Given text:
*-*-*

Variable Costs: Do They Matter in Pricing?
What exactly is the role of variable costs when it comes to pricing?
This might already be obvious from the post “Fixed Costs Matter to Your Business – NOT Your Pricing“, but I felt the need to spell it out in more detail.
It depends on if you are able to set a different price for every customer or not.
Determining the Role of Variable Costs
In most – if not all – B2C businesses, the company sets a price and people decide whether or not to purchase at that price. There may be sales or promotions, there may be segmentation (at least I hope), and there may be versions – all leading to differences in prices among products. But even with these differences, the common theme is that many customers see one of these prices, and make a purchase decision. Presumably, the lower the price, the more people who purchase.
In this B2C setting, variable costs are important because you are maximizing your total gross profit. Remember, profit = Qty * (Price – variable cost). Changing the price impacts the quantity sold and the per-unit contribution margin in opposite directions. The price that maximizes profit is a tradeoff of these two effects. The key point here is that variable costs matter when determining the profit-maximizing price.
However, in many B2B situations, some deals are negotiated independently. The price one customer pays is not necessarily related to the price any other customer pays. This happens when your sales team is negotiating to get the customer to pay the most they are willing to pay, and the buyer is negotiating to get us to sell the item for the least we are willing to accept. Each customer negotiates a different price.
In this B2B setting, the only role our variable cost has is to inform the decision about the least we are willing to accept. We negotiate with a customer to see how much they are willing to pay, and then we make a decision on whether or not we want to accept their business.

*-*-*

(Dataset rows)

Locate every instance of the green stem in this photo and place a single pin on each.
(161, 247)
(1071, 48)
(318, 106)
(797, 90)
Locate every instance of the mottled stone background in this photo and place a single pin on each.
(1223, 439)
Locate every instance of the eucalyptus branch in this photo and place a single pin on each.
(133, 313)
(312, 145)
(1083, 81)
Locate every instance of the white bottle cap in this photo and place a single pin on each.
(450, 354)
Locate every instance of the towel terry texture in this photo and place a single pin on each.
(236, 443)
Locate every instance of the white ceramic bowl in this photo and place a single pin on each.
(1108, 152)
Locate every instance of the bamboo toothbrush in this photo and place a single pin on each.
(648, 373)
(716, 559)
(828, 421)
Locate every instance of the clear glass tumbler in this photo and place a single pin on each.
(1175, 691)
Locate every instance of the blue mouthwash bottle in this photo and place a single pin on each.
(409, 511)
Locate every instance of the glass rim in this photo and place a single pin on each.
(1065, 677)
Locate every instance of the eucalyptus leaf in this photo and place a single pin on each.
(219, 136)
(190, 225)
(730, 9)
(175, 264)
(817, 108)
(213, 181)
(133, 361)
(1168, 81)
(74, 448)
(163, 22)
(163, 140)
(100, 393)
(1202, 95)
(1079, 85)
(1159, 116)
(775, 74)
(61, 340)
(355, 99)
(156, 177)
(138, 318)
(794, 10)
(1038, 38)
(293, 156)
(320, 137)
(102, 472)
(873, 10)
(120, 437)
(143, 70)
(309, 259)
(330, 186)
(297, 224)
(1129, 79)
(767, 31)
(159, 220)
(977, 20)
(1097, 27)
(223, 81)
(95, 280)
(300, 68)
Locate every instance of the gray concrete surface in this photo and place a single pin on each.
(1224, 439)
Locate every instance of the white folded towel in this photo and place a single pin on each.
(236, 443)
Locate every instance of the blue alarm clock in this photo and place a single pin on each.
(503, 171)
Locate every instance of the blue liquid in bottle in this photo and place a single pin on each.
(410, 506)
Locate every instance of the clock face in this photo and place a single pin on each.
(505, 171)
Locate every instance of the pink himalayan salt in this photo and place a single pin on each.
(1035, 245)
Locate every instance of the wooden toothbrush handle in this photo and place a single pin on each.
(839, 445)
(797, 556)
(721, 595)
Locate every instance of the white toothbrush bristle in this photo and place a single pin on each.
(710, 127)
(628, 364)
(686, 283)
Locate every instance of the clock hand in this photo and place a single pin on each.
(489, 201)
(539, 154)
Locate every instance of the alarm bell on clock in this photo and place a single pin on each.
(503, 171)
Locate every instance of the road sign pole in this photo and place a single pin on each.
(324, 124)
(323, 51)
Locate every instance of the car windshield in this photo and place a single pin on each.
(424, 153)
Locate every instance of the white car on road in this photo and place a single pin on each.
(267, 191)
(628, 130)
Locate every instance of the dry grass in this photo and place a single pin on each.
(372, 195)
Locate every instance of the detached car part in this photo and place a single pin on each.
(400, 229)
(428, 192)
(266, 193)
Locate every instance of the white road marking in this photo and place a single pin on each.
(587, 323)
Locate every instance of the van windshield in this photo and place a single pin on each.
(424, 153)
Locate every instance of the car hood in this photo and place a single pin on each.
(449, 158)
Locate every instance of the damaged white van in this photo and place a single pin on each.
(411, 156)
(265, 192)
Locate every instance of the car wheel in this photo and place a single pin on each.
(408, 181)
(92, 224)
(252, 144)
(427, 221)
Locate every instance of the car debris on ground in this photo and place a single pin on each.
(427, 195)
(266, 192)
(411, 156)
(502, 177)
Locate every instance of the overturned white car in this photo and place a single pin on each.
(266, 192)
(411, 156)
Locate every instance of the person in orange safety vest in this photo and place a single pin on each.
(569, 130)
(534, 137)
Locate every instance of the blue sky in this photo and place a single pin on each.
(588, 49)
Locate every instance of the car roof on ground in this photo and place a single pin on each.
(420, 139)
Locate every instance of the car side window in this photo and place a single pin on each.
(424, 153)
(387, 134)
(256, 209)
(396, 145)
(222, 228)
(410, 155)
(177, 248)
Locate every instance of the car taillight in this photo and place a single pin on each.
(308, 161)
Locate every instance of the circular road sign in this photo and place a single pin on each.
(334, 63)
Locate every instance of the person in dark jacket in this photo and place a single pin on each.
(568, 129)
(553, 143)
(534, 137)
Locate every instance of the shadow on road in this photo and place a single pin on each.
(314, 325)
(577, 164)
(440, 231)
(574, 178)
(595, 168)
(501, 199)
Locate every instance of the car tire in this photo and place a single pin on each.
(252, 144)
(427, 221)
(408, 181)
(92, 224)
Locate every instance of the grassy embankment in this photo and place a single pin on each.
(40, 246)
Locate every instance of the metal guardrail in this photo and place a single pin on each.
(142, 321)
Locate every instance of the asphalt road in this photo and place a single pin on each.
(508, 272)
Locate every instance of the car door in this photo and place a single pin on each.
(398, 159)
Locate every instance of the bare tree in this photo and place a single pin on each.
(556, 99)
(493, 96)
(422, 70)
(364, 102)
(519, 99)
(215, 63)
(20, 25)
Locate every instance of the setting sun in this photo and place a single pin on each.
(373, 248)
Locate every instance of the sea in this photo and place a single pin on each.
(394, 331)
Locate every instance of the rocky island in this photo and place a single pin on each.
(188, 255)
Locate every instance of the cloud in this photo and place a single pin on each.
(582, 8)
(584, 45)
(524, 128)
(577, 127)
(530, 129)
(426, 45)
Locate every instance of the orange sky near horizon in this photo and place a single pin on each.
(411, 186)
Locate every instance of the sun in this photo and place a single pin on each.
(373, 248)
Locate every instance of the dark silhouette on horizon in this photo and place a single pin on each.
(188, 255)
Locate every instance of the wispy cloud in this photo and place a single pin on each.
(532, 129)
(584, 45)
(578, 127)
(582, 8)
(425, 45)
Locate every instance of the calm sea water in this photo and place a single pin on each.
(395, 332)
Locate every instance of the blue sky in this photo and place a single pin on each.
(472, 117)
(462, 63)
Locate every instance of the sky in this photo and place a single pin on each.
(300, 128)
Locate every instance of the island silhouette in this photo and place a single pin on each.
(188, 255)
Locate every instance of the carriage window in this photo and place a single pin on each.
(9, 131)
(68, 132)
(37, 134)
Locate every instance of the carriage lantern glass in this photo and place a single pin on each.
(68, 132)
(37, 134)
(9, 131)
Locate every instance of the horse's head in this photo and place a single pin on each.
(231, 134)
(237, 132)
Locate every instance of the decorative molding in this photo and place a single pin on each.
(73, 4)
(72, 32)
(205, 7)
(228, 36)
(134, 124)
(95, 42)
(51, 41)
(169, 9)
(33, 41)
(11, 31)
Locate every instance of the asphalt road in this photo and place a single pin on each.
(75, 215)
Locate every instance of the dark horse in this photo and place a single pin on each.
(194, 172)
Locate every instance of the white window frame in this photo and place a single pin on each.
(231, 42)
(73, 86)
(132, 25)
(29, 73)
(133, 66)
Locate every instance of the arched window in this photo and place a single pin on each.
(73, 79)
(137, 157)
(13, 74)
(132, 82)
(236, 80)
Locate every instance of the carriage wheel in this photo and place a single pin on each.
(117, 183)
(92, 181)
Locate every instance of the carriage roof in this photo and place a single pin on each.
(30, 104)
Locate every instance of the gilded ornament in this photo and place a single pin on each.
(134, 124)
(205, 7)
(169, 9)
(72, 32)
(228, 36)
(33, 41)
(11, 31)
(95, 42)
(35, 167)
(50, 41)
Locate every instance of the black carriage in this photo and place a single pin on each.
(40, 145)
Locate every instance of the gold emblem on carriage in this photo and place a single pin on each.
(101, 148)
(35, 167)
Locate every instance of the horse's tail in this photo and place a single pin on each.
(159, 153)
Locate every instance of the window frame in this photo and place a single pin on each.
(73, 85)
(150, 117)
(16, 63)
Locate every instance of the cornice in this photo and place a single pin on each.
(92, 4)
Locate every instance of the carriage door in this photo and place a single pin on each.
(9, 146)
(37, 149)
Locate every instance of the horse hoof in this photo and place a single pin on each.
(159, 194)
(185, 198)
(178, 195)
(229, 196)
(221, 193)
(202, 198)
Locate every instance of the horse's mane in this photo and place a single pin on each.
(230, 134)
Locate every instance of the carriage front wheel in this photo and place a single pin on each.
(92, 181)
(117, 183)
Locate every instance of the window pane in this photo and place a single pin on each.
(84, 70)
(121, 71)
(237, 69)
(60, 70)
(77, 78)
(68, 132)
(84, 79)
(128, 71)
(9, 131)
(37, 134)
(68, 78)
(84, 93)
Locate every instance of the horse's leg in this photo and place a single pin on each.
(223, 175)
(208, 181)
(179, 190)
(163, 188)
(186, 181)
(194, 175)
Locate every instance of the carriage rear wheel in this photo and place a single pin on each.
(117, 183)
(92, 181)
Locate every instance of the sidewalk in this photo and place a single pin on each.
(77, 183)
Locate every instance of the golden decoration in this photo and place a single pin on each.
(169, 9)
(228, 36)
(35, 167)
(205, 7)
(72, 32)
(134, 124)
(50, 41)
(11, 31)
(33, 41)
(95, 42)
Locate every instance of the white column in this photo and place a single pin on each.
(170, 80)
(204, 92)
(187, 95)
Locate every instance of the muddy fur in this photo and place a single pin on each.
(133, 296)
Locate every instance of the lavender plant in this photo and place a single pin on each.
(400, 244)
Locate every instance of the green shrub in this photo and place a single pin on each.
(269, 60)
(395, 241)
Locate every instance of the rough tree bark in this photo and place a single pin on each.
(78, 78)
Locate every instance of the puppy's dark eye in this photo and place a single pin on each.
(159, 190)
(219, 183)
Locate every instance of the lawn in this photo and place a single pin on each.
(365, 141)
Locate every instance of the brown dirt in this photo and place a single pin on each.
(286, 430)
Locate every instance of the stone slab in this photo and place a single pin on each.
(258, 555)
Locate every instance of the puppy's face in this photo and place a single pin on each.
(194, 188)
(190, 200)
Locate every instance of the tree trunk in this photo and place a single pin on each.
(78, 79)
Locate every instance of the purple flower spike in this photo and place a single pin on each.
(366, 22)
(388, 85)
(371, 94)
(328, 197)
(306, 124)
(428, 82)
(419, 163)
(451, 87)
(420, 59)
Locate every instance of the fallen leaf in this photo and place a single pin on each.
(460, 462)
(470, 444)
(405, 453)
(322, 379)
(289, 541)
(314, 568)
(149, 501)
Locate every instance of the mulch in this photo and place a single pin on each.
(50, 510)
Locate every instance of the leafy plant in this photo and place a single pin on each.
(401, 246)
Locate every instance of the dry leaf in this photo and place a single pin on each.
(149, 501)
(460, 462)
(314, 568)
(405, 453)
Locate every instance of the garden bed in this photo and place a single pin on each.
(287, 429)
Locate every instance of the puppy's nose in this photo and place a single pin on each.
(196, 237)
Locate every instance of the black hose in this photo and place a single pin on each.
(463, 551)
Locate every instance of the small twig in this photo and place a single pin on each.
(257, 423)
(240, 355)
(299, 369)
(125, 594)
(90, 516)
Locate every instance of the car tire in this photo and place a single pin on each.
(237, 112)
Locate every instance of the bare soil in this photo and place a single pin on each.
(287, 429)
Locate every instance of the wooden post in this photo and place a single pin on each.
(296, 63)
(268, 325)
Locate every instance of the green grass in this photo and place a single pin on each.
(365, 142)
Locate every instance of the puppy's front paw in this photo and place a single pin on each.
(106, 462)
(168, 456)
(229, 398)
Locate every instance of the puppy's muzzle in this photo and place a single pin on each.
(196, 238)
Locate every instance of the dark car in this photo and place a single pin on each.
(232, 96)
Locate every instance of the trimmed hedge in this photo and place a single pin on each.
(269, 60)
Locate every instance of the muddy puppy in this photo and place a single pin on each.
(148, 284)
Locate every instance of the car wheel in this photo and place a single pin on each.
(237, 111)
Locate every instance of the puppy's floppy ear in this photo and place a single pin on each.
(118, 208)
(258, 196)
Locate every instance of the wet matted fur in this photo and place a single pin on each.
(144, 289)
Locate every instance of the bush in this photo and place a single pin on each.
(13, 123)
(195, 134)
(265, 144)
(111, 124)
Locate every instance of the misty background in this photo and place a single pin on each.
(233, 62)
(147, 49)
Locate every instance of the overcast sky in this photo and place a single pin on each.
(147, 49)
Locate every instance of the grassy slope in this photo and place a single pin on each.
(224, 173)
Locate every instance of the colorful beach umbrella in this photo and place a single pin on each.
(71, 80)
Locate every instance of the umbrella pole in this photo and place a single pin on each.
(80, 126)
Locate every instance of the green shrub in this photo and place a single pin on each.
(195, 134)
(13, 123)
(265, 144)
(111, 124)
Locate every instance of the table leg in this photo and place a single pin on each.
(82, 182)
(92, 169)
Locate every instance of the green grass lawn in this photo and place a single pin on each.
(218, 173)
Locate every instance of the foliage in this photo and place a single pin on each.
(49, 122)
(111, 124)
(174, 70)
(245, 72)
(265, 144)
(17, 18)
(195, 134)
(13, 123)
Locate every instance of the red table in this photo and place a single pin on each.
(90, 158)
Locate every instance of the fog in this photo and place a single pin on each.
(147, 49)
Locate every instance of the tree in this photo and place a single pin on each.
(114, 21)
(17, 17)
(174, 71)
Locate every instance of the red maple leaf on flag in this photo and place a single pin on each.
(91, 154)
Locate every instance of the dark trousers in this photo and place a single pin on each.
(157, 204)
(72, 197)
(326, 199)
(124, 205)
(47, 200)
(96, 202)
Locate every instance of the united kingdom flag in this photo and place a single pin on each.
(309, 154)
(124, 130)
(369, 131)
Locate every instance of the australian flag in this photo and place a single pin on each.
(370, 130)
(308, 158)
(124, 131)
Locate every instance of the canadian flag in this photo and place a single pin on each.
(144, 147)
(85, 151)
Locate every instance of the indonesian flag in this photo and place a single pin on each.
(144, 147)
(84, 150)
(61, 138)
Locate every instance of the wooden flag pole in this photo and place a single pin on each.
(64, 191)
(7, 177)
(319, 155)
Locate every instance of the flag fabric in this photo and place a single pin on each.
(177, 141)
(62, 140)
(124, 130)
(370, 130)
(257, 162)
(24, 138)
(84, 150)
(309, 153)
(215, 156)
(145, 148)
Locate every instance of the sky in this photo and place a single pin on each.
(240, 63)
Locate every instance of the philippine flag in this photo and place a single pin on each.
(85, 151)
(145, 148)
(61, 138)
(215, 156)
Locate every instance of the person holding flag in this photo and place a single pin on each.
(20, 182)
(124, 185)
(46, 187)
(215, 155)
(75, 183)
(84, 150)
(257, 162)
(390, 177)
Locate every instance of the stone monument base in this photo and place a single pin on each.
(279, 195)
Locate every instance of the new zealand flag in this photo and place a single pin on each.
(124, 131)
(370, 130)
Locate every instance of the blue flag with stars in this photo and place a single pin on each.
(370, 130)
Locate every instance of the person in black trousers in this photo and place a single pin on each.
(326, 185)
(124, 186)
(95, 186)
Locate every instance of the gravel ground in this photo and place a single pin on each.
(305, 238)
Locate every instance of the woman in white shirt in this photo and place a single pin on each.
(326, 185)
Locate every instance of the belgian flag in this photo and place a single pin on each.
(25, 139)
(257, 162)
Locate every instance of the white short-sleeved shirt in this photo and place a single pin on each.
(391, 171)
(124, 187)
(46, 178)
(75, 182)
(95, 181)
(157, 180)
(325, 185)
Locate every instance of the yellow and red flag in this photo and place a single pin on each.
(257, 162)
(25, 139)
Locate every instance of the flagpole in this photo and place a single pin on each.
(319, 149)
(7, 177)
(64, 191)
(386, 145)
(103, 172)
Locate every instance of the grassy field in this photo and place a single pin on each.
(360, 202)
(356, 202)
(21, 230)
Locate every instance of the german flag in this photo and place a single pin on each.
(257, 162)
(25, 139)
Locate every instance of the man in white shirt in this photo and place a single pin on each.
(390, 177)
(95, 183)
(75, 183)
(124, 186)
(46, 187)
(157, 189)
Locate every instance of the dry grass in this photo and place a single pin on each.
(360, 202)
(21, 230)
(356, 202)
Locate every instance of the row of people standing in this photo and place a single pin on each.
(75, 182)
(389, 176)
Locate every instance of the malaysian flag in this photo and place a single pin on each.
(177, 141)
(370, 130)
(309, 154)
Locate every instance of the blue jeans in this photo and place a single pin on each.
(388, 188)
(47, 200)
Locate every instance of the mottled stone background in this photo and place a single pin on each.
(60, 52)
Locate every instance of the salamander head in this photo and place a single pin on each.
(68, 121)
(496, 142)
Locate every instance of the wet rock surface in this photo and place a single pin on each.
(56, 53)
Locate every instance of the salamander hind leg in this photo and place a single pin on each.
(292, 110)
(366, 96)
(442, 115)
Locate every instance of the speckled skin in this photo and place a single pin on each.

*-*-*

What the exercise asks: In the article on variable costs and pricing, what is the only role variable cost plays in a B2B setting where each deal is negotiated separately?

Finished task: It informs the decision about the least the company is willing to accept.